**Doelen**
1. Welk bedrijf voerde volgens de tekst over de peilstenen de gehakte steen met metalen strips uit?
2. Geef alstublieft het vervolg van de tekst over de peilstenen, aansluitend op de laatste zin.

**Tekstfragment**
——————

KUNST IN RELATIE
TOT ARCHITECTUUR, pagina 1a
Joseph Johannes (Joop) Visser Personal Home & Vitae
Joseph J. ( Joop ) Visser
achtergronden bij:
Ramen voor De 'Holtena'
- gemaakt naar een gravure van Jacob Folkema -
'de Peilstenen voor Woningcorporatie
Dongeradeel'

de 'PEILSTENEN' herkenningspunten in de gebouwen van Woningcorporatie
Dongeradeel.
"ONDER DAK EN DROGE VOETEN" een
gemeenschappelijke zorg.
Joop Visser: "Het is mijn voorstel verschillend gekleurde,
geglazuurde of anders bewerkte stenen met een ingeslepen holte
rond 'Het Peil' ("9 voet en 5 duim boven stads peil",
of NAP, etc.), aan te geven door een metalen plaat met een ingegraveerde
datum e.d., in ieder project aan te brengen; tesamen met een
andersgekleurde steen die (een gelijke afstand boven) de gemiddelde
stand van het jaar van de realisatie van de bouw aangeeft die
gemeten wordt op de 'zee-meetplek van Dokkum. Hiervoor is bijgaand
schetsontwerp vervaardigd".
De uitwerking in de vorm van
de gehakte steen met metalen strips werd uitgevoerd door 'Steenhouwerij
Buitenpost bv'
Toelichting bij het schetsontwerp:
"Als bewoners en gebruikers
van dit gebied zijn we automatisch betrokkenen bij het waterpeil
van de ons omringende zee.
In de discussie rond 'Global Warming' lijkt objectiviteit een
zinvolle benadering. Metingen spelen daarbij een doorslaggevende
rol.
De, overigens bekende, metingen zijn welhaast altijd alleen toegankelijk
voor een zeer geïnteresseerd publiek.

——————

**Aangeleverde gegevens**

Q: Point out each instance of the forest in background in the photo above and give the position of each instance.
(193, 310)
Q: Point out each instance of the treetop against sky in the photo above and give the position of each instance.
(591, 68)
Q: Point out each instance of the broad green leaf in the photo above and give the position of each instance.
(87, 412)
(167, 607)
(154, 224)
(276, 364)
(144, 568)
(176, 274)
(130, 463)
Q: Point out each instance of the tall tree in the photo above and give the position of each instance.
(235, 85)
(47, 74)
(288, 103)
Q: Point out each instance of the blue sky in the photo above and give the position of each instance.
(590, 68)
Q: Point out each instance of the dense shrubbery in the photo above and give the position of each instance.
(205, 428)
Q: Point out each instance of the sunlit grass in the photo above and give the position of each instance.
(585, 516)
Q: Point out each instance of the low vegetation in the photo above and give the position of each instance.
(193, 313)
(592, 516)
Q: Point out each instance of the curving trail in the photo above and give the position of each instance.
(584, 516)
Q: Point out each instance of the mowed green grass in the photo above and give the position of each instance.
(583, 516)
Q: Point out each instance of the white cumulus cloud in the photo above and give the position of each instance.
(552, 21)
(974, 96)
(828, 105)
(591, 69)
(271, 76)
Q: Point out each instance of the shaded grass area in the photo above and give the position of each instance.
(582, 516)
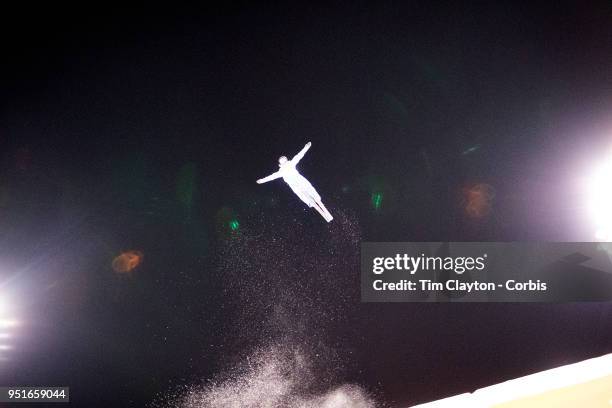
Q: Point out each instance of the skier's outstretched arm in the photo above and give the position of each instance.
(296, 159)
(271, 177)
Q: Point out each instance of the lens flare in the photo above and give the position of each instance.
(600, 201)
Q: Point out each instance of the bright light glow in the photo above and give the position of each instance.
(600, 201)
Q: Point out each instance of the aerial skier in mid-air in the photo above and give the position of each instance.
(298, 183)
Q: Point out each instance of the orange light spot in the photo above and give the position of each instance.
(478, 200)
(127, 261)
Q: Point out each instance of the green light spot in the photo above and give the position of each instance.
(376, 200)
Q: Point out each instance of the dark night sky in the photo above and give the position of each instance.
(106, 115)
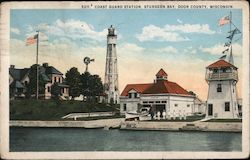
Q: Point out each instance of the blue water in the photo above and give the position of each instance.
(78, 139)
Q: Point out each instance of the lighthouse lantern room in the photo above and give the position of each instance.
(222, 77)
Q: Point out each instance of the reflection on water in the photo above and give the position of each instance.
(78, 139)
(220, 142)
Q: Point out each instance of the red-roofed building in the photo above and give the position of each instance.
(161, 96)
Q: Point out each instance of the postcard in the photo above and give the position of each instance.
(125, 80)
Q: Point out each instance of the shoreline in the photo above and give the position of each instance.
(120, 123)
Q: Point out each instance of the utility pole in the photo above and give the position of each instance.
(37, 68)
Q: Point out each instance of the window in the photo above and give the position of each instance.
(227, 106)
(129, 95)
(135, 94)
(219, 89)
(62, 90)
(124, 107)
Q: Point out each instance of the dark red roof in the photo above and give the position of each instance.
(156, 88)
(161, 73)
(221, 64)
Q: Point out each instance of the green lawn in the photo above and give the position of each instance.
(52, 110)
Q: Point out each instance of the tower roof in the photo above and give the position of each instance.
(161, 73)
(221, 64)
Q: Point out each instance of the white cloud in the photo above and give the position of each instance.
(168, 49)
(152, 32)
(190, 28)
(15, 30)
(172, 33)
(179, 21)
(74, 29)
(219, 48)
(190, 50)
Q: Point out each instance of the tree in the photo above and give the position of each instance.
(192, 93)
(56, 91)
(73, 80)
(31, 86)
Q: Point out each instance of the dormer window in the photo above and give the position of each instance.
(135, 95)
(129, 95)
(219, 89)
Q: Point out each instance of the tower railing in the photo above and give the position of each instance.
(222, 76)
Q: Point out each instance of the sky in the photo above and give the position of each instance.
(180, 41)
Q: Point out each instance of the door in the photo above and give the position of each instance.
(210, 109)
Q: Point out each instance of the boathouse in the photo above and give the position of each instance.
(161, 96)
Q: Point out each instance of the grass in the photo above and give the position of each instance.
(53, 110)
(224, 120)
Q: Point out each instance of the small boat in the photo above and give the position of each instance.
(143, 114)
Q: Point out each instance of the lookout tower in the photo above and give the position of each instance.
(111, 72)
(222, 77)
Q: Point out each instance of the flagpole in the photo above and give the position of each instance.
(37, 75)
(231, 54)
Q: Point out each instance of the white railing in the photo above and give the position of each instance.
(222, 76)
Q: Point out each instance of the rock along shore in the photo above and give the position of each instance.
(136, 125)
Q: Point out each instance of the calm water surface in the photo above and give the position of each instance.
(78, 139)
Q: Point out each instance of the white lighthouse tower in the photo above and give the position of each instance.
(111, 73)
(222, 77)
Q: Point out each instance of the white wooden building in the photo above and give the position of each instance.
(161, 96)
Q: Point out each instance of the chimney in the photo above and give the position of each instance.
(45, 64)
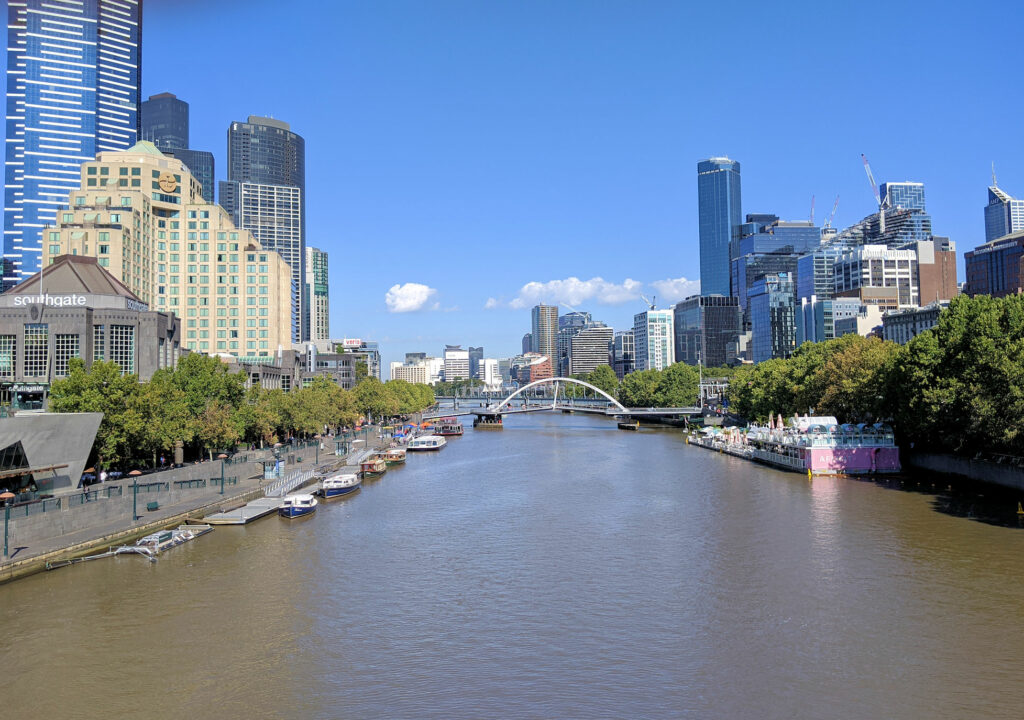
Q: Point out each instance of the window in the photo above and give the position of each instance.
(37, 338)
(65, 347)
(123, 347)
(8, 345)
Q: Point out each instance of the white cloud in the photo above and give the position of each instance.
(573, 291)
(671, 291)
(410, 297)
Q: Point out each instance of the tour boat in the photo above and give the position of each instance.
(373, 467)
(395, 456)
(337, 485)
(427, 442)
(448, 426)
(298, 506)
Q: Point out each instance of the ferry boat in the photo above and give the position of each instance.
(337, 485)
(427, 442)
(373, 466)
(298, 506)
(395, 456)
(818, 446)
(448, 426)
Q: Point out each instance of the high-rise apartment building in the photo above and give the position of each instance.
(589, 348)
(1004, 215)
(141, 215)
(653, 339)
(265, 194)
(317, 298)
(705, 325)
(718, 216)
(545, 330)
(623, 353)
(165, 124)
(74, 84)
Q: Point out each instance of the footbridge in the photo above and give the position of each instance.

——————

**Verwachte resultaten**
1. Steenhouwerij Buitenpost bv.

2.
Voor een inzicht in hoe feitelijkheden tot stand komen is hieronder
enig, elders door anderen gepubliceerd, materiaal (in geringe
mate bewerkt om het wat kort te houden) aangehaald. Dit in de
hoop dat eventuele discussies op dit terrein zullen worden gevoerd
nadat geïnteresseerden door middel van
zoekwoorden die hierin staan in verder voerende artikelen hun
feitenmateriaal hebben geverifieerd."
Het A(msterdams)P(eil) is een 'nulniveau' dat in 1683 in opdracht
van burgemeester Hudde van Amsterdam vastgelegd.
Deze burgemeester liet in de sluizen in de
dijk van het IJ aan de zuidzijde acht flinke, marmeren stenen
inmetselen; de 'Stenen van Hudde' .
Hierin was een horizontale groef gehakt op 'zeedijkshoogte',
dat was: 9 voet en 5 duim (2.676 m) boven het stadspeil.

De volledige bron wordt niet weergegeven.